Arrange the data, starting from its first line and ending with the line containing "box: [42, 212, 182, 237]", into a Markdown table with the columns Row and Line. Include both end lines, give each line's number and text, and leave out blank lines.

Information given Start Marker

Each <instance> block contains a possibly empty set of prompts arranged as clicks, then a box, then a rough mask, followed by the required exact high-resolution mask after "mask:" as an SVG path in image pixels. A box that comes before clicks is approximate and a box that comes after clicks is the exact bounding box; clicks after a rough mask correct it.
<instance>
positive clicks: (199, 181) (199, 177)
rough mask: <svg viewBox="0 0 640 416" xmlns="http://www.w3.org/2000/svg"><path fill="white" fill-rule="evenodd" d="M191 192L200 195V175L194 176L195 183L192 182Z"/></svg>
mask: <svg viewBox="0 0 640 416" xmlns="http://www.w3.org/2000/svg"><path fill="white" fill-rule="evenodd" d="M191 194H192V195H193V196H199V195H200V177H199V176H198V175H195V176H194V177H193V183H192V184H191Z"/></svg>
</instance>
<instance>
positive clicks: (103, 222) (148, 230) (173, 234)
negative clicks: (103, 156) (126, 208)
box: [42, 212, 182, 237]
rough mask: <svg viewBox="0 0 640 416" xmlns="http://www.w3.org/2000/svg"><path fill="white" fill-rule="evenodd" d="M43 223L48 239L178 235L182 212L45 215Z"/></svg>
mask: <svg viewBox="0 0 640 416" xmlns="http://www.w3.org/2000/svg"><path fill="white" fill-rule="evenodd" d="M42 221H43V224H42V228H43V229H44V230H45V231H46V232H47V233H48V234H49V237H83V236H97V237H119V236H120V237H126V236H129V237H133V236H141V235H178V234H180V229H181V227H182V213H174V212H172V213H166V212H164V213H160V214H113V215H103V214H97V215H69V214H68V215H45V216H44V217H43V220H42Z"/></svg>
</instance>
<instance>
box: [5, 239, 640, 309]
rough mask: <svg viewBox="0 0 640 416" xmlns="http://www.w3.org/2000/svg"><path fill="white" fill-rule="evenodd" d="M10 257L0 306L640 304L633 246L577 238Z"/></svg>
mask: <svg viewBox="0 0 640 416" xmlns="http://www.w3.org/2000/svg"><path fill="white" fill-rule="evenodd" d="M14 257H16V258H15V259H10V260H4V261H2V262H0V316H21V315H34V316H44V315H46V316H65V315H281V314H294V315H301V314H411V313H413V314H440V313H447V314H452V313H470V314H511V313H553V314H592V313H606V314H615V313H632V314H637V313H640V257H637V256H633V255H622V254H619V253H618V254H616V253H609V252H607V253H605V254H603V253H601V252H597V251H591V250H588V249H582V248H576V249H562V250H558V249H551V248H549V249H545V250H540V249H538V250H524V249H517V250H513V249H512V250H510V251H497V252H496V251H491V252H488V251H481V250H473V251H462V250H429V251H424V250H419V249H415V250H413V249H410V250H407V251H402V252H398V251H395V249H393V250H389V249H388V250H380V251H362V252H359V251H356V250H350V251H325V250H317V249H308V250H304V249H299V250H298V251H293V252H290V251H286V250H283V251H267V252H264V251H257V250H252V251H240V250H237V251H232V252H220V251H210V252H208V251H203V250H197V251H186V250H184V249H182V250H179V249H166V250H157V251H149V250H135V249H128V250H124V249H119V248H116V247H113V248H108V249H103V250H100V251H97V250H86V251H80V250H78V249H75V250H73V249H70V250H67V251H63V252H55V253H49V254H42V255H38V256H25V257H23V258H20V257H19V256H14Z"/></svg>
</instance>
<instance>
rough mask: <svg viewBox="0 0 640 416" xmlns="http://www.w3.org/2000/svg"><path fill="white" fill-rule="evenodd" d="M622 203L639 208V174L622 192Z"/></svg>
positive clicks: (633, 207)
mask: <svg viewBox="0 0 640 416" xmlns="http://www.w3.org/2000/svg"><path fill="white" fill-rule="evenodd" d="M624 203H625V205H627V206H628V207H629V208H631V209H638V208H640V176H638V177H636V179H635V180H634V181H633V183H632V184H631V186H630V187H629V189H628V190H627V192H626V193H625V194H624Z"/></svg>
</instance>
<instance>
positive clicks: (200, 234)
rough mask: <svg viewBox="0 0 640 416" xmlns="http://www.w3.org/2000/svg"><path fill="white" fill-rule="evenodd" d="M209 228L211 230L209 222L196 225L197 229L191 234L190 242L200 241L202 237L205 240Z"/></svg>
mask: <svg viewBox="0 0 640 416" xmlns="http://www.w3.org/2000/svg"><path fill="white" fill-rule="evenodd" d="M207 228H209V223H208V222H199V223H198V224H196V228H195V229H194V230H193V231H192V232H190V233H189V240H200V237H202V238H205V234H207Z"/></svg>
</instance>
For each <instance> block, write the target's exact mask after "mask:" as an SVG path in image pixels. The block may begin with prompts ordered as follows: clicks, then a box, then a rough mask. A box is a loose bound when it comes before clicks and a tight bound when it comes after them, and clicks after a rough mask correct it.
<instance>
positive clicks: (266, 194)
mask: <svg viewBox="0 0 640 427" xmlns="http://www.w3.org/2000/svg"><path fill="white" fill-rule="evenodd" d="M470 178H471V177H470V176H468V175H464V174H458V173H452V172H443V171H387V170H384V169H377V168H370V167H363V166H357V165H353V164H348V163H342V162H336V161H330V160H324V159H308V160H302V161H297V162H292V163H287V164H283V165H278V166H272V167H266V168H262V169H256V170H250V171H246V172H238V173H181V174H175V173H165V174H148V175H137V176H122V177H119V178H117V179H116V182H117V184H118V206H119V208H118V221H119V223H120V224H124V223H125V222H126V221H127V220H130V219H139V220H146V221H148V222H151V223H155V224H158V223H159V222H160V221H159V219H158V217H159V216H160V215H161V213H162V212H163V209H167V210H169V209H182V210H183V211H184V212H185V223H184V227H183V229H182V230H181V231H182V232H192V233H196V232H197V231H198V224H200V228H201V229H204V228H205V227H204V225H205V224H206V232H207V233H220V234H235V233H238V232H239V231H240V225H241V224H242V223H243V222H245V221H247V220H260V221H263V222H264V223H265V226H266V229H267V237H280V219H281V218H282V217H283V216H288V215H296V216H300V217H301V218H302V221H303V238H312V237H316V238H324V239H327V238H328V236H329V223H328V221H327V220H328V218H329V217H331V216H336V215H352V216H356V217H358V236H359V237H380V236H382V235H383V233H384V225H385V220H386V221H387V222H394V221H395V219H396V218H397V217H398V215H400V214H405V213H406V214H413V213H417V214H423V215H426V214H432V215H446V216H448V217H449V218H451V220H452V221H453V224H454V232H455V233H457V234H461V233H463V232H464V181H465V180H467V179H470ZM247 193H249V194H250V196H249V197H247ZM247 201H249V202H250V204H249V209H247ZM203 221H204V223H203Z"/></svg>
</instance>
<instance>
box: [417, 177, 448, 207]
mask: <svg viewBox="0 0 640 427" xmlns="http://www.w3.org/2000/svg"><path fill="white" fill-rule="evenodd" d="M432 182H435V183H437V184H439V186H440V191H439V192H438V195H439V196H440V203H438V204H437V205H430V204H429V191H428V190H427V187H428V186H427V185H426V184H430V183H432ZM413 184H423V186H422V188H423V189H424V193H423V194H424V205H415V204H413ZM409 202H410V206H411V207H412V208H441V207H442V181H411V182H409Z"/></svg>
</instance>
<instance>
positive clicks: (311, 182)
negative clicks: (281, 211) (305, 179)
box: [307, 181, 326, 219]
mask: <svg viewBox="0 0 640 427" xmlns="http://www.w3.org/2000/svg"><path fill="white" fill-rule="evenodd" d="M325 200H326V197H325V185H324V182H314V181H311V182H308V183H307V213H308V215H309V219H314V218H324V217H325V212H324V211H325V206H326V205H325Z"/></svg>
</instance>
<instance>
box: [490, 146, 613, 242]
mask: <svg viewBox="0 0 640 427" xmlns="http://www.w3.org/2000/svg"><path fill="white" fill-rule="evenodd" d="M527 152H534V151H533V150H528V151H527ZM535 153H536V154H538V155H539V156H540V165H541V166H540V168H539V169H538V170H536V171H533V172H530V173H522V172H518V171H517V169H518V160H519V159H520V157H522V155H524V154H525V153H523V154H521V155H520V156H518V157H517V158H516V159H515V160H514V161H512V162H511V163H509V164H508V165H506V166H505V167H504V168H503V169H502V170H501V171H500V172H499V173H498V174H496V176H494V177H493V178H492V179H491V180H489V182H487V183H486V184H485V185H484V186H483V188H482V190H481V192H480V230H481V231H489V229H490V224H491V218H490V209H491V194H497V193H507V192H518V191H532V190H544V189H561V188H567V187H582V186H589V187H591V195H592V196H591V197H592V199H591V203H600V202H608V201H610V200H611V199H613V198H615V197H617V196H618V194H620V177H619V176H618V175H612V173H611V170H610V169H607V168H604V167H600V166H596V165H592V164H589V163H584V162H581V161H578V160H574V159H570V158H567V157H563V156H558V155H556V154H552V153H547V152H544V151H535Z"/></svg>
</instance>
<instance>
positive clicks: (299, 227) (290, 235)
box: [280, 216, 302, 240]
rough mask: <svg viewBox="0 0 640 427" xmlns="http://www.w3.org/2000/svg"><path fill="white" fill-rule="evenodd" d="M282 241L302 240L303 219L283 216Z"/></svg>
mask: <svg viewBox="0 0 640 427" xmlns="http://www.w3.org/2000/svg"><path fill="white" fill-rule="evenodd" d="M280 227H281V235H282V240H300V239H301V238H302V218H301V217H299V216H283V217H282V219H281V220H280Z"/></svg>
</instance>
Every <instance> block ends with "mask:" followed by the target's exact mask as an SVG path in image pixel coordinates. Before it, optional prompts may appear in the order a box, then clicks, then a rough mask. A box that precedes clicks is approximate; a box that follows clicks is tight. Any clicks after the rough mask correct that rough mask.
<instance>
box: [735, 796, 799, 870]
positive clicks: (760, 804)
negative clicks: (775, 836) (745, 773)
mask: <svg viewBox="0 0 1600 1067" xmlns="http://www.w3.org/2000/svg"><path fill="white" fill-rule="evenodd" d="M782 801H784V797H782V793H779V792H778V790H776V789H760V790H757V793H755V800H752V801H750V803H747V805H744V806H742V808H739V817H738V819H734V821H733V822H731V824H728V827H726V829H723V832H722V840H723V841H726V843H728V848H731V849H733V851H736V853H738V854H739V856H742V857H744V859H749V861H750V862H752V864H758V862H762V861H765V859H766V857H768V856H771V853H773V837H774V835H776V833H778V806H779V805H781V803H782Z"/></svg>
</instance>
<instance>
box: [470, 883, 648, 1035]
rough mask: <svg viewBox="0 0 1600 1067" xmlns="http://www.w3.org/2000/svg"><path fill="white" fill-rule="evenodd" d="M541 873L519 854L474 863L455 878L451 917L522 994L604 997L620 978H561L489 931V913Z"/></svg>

Information given End Marker

• **Response below**
| Row | Line |
|---|---|
| 1 | Each <instance> block contains a possibly empty set of prompts arranged as clicks, then a box, then a rough mask, followed by the required exact high-resolution mask after "mask:" as an SVG path in image pixels. A box that comes before clicks is approximate and a box that comes after clicks is the exact bounding box; clicks after a rough mask correct it. |
| 2 | <instance> |
| 3 | positive clicks: (199, 181) (199, 177) |
| 4 | rough mask: <svg viewBox="0 0 640 416" xmlns="http://www.w3.org/2000/svg"><path fill="white" fill-rule="evenodd" d="M191 192L200 195V175L194 176L195 183L192 182Z"/></svg> |
| 5 | mask: <svg viewBox="0 0 640 416" xmlns="http://www.w3.org/2000/svg"><path fill="white" fill-rule="evenodd" d="M191 194H192V195H193V196H199V195H200V177H199V176H198V175H195V176H194V177H193V183H192V184H191Z"/></svg> |
| 6 | </instance> |
| 7 | <instance> |
| 8 | positive clicks: (103, 222) (148, 230) (173, 234) |
| 9 | negative clicks: (103, 156) (126, 208) |
| 10 | box: [42, 212, 182, 237] |